▶ Brief A: How would you sum up the Concept Sprint text in two sentences?
▶ Brief B: Could you carry the Concept Sprint text forward from the point where it stops?

▶ Document:

*-*-*

A Concept Sprint is a short, usually week-long, in-person exercise meant to accelerate high-level exploration of a new area of development, a significant problem, or a strategic initiative. A blended team – product, design, architecture, engineering, marketing, and any truly relevant business stakeholders – generates a high-value product concept, validates it with live customers, and produces a pitch covering the problem, benefit, concept, and rough cost and timeframe to deliver a first version. The team works through seven phases led by a facilitator, book-ended by a welcome and a wrap-up. Below are my general instructions and guidelines, arrived at after running several of these at multiple companies.
Phases
a. Welcome
The Welcome is a short orientation for participants before Immersion begins. The facilitator covers three things:
- Purpose: Why we’re here, what a Concept Sprint is, and what we’re hoping to walk away with at the end of the week.
- Ground rules: The behavioral norms that will govern the week, especially the generation and categorization phases. (See Ground rules below.)
- Assumptions and known constraints: Anything the group is taking as given before we start — for example, a strategic directive to explore a particular technology, a market segment we are or aren’t targeting, or a business constraint that will shape what’s in scope.
The Welcome should be brief. Participants are eager to get into the material, and the most important orientation happens through doing, not explaining. Get through it crisply and move into Immersion.
1. Immersion
Supplies: sticky notes and fine-point markers, presentation materials, guest speakers, computers and a good internet connection
In Immersion the team learns all they can about current product capabilities, customers, competitive and alternative technologies, the difficulties customers face, and the opportunities those difficulties present. The goal is to steep ourselves in information that might be relevant to customer behavior or the aims of the sprint.

*-*-*

Records of labeled points
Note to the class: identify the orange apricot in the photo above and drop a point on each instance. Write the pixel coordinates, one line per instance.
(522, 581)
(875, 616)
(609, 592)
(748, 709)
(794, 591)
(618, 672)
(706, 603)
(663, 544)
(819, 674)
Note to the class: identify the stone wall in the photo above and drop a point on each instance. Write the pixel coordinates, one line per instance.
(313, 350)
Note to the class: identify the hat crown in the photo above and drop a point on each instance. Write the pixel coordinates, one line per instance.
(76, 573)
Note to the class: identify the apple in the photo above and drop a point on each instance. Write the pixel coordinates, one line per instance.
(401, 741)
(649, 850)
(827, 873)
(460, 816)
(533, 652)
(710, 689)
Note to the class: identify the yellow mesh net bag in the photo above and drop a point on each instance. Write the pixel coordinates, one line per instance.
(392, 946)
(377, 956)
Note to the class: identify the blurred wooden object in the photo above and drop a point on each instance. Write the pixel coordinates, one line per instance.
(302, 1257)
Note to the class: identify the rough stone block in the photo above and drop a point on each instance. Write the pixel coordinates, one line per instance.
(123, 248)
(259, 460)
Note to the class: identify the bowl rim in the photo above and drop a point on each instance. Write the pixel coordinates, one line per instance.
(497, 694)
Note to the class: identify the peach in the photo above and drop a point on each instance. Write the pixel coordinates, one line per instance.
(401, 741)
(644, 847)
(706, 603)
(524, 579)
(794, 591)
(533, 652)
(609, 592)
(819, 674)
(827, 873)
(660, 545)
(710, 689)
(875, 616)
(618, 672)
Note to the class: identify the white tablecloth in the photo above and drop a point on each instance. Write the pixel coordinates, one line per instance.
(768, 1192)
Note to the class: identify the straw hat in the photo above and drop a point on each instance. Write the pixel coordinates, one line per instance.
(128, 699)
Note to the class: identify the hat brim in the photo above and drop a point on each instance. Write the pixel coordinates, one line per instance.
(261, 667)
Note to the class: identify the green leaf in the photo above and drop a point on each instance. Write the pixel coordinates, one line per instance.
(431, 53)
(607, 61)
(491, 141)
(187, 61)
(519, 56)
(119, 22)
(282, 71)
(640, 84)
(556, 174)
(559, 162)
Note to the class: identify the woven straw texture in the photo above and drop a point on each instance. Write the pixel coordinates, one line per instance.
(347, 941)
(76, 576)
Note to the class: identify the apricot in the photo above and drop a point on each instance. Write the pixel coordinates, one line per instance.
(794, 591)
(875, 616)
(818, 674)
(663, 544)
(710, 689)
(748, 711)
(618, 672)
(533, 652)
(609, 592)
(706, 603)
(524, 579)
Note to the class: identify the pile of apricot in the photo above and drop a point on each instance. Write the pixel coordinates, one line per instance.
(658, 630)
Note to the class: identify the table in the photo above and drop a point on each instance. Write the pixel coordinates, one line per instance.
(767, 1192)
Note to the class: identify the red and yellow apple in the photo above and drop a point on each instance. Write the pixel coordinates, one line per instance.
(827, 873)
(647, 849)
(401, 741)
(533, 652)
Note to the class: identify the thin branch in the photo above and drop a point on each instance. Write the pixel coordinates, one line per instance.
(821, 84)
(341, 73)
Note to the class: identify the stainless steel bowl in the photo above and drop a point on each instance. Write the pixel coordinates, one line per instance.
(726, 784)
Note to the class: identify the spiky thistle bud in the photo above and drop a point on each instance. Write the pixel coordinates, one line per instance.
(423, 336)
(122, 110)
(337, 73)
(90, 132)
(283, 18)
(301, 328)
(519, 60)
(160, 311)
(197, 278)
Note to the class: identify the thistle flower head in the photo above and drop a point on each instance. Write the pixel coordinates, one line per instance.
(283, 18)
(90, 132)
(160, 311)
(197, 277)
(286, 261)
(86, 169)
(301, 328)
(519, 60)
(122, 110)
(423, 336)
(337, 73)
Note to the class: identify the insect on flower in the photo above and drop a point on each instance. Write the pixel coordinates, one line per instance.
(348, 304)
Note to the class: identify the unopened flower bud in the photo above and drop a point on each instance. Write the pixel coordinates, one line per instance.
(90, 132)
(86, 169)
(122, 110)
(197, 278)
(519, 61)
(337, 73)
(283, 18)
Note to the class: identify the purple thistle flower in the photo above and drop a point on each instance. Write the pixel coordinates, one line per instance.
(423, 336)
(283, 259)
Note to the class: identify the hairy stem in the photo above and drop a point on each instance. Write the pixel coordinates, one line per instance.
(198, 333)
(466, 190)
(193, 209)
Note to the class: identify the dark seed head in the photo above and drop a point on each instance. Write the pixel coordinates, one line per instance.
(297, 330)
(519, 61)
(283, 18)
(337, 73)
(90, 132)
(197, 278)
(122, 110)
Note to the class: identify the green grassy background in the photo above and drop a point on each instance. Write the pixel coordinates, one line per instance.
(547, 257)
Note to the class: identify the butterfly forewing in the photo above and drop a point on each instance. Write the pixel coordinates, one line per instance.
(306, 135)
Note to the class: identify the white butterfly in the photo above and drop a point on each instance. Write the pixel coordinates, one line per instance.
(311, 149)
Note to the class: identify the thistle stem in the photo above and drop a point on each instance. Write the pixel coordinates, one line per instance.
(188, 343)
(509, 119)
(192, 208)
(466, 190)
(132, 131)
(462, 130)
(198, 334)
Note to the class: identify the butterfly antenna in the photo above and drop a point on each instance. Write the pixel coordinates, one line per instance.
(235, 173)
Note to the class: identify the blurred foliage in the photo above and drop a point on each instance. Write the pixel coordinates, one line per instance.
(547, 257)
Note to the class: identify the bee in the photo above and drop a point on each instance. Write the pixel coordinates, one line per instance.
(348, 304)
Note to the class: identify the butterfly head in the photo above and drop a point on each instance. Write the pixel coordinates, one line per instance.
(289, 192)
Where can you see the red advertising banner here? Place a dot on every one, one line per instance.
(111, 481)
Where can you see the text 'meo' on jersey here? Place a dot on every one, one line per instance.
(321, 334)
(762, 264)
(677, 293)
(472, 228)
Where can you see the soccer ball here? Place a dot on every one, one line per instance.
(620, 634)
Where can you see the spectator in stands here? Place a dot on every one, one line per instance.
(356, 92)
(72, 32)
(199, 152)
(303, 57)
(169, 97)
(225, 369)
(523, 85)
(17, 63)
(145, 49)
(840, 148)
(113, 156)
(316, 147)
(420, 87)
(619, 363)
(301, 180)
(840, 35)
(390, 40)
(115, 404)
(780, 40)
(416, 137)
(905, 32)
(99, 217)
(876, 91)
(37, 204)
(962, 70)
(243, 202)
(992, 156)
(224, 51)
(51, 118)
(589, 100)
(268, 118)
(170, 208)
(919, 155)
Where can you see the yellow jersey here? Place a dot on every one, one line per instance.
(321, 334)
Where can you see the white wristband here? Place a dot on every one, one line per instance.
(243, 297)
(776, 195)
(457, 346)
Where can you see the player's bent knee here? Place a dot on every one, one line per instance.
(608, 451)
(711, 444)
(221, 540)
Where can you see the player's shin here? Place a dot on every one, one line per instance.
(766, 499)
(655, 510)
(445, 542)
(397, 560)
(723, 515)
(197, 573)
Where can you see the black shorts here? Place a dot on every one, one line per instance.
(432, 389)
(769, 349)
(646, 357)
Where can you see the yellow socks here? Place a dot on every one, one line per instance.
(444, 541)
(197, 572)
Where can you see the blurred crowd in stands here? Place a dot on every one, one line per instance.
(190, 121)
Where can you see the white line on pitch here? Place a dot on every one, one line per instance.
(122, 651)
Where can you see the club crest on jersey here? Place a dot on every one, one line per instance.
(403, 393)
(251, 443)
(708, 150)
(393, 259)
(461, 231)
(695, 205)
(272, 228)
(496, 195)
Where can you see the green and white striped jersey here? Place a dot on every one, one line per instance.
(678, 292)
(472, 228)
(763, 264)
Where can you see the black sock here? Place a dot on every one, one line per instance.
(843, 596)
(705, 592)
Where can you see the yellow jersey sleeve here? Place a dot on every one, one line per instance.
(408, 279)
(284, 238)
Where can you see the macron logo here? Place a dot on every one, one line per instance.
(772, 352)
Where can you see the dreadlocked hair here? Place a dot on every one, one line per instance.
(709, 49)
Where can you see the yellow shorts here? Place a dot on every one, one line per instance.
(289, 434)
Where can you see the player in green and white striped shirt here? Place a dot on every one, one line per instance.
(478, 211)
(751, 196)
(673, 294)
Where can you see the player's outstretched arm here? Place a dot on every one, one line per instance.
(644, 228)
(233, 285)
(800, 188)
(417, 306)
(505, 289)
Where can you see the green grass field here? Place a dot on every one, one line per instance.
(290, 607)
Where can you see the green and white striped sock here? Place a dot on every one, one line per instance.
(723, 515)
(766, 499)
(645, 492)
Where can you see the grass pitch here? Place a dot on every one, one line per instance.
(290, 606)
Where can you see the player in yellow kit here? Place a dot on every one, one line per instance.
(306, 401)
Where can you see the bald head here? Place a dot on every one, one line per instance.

*-*-*

▶ Written response A: A Concept Sprint is a short, usually week-long, in-person exercise in which a blended team generates a high-value product concept, validates it with live customers, and produces a pitch covering the problem, benefit, concept, and rough cost and timeframe for a first version. The team works through seven facilitator-led phases framed by a welcome and a wrap-up, beginning with a brief Welcome on purpose, ground rules, and assumptions, then Immersion, where the team learns about product capabilities, customers, competitive and alternative technologies, and customer difficulties and the opportunities they present.

▶ Written response B:
Give participants things to review prior to the first session. They can read these materials on the plane on the way to the session or the night before in their hotel room. Bring in experts from the business to present findings; if we’re running a sprint, we’ve likely already been studying the space and have people worth hearing from.
Participants should ask clarifying questions and be watchful for:
- customer needs or problems that we might consider satisfying, or
- customer benefits we might consider delivering.
Remind participants to capture problems and benefits on individual sticky notes as they go.
Scheduling this phase is critical. Speakers must be tightly scheduled, arrive on time, and deliver informationally-dense presentations. This phase opens the sprint; wasted time here delays everything that follows.
2. Problem review and categorization
Supplies: sticky notes and fine-point markers, whiteboard and markers
Each participant presents the problems they captured during Immersion. As problems are presented, others may find that they think of new ones; these should be offered to the group and added to the pool.
With all problems surfaced, the group works together to cluster them into themes. Each cluster needs a name for future reference.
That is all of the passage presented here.